▶ _TUJUAN_: Ketik ulang tanpa perubahan bagian resensi buku di bawah yang dibuka dengan kata-kata yang memuat "Resensi Buku Titipan" dan ditutup dengan "magis serta humanis.".

▶ _HALAMAN_:
•••
Baca artikel IDN Times lainnya di IDN App
For
You

Resensi Buku Titipan Kilat Penyihir, Petualangan Kiki di Kota Koriko

Cover depan Titipan Kilat Penyihir (dok. pribadi/Mia Namira)
Cover depan Titipan Kilat Penyihir (dok. pribadi/Mia Namira)

Buku Titipan Kilat Penyihir merupakan versi bahasa Indonesia dari Kiki’s Delivery Service yang ditulis oleh penulis Jepang ternama, Eiko Kadono, dan diterbitkan pertama kali tahun 1985. Sang penulis dikenal luas berkat karyanya yang mengangkat tema anak-anak dan remaja dengan sentuhan magis serta humanis. 

Dalam buku Titipan Kilat Penyihir, Kadono mengajak pembaca lintar generasi menyelami dunia magis yang sederhana namun kaya makna, dengan bahasa ringan dan ilustrasi untuk menambah daya tarik cerita. Kadono berhasil menciptakan dunia yang dekat dengan kehidupan sehari-hari namun tetap memikat lewat imajinasi dan nilai-nilai universal yang diangkat, menjadikan novel ini relevan hingga kini dan layak mendapat tempat di rak buku pembaca Indonesia melalui edisi terjemahan yang telah diterbitkan oleh Penerbit Gramedia Pustaka Utama.

Ingin menjadikan buku Titipan Kilat Penyihir sebagai referensi terbaru hingga koleksi di rak buku? Baca terlebih dahulu resensi buku Titipan Kilat Penyihir berikut ini, yuk!

1. Perjalanan mandiri Kiki dan adaptasi di kota baru

cover depan Titipan Kilat Penyihir (dok. pribadi/Mia Namira)
cover depan Titipan Kilat Penyihir (dok. pribadi/Mia Namira)

Kiki, gadis penyihir berusia 13 tahun, harus meninggalkan rumah dan keluarganya sesuai tradisi penyihir untuk hidup mandiri di kota baru. Meski ibu Kiki melarangnya menetap di kota besar, Kiki memilih kota Koriko yang ramai dan penuh gedung tinggi karena tertarik pada menara jam yang menjulang di sana. Namun, kedatangannya tidak disambut hangat oleh warga yang skeptis dan menganggap penyihir sebagai sosok menakutkan. Kiki menghadapi kesulitan di awal, serta merasa kesepian dan hampir putus asa, bahkan sempat ingin meninggalkan kota tersebut.

Keberuntungan datang dari Nyonya Osono, pemilik toko roti yang ramah, yang memberinya tempat tinggal di ruang penyimpanan gandum dan menyarankan Kiki membuka jasa pengiriman barang. Dengan hanya menguasai satu sihir, yaitu terbang dengan sapu, Kiki mulai membangun kehidupannya di kota baru. Adaptasi Kiki menggambarkan perjuangan seorang remaja yang mencoba mandiri sekaligus mencari tempat dan penerimaan di lingkungan yang asing dan penuh prasangka.

2. Rangkaian misi antar barang yang menguji keberanian dan kreativitas

cover belakang Titipan Kilat Penyihir (dok. pribadi/Mia Namira)
cover belakang Titipan Kilat Penyihir (dok. pribadi/Mia Namira)
•••
▶ _DATA TERKUMPUL_:
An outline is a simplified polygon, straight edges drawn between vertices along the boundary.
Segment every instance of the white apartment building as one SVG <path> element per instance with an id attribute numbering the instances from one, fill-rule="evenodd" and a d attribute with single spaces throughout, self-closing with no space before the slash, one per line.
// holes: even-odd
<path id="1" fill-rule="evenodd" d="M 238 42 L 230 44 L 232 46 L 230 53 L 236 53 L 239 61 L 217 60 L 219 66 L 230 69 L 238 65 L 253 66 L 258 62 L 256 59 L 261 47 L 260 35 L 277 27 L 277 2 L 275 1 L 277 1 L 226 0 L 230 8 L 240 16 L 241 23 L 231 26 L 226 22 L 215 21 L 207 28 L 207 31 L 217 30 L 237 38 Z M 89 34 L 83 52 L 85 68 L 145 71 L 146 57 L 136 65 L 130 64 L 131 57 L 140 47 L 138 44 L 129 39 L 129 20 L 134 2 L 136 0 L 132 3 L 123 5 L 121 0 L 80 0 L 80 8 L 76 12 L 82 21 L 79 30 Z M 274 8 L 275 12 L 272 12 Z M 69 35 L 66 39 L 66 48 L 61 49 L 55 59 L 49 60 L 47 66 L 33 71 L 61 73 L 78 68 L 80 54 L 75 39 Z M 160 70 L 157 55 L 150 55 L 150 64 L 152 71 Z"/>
•••
▶ _HASIL TUGAS_:
Resensi Buku Titipan Kilat Penyihir, Petualangan Kiki di Kota Koriko

Cover depan Titipan Kilat Penyihir (dok. pribadi/Mia Namira)
Cover depan Titipan Kilat Penyihir (dok. pribadi/Mia Namira)

Buku Titipan Kilat Penyihir merupakan versi bahasa Indonesia dari Kiki’s Delivery Service yang ditulis oleh penulis Jepang ternama, Eiko Kadono, dan diterbitkan pertama kali tahun 1985. Sang penulis dikenal luas berkat karyanya yang mengangkat tema anak-anak dan remaja dengan sentuhan magis serta humanis.